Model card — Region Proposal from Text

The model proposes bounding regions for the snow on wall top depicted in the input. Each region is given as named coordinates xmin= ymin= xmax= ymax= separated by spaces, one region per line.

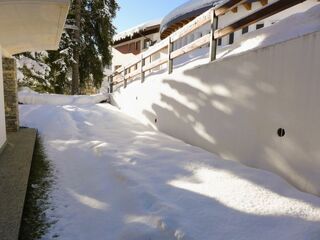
xmin=18 ymin=87 xmax=108 ymax=105
xmin=160 ymin=0 xmax=224 ymax=34
xmin=114 ymin=19 xmax=162 ymax=43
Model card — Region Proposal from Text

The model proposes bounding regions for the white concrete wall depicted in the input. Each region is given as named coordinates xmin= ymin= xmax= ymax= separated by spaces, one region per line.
xmin=0 ymin=46 xmax=7 ymax=150
xmin=111 ymin=31 xmax=320 ymax=196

_Task directions_
Images are to be skipped, and each line above is to be returned exactly.

_Exercise result_
Model card — Region Proposal from Text

The model proposes bounding regions for the snow on wall top depicted in the input. Each region is given as named coordinates xmin= ymin= xmax= ymax= separated by spaces, one region per line.

xmin=18 ymin=87 xmax=108 ymax=105
xmin=160 ymin=0 xmax=224 ymax=34
xmin=114 ymin=19 xmax=162 ymax=43
Model card — Region Proposal from Text

The model proposes bounding regions for the white concrete wall depicted in the input. Each region is given as named coordinates xmin= ymin= xmax= ymax= separated by spaces, one region per line.
xmin=0 ymin=46 xmax=7 ymax=150
xmin=111 ymin=31 xmax=320 ymax=196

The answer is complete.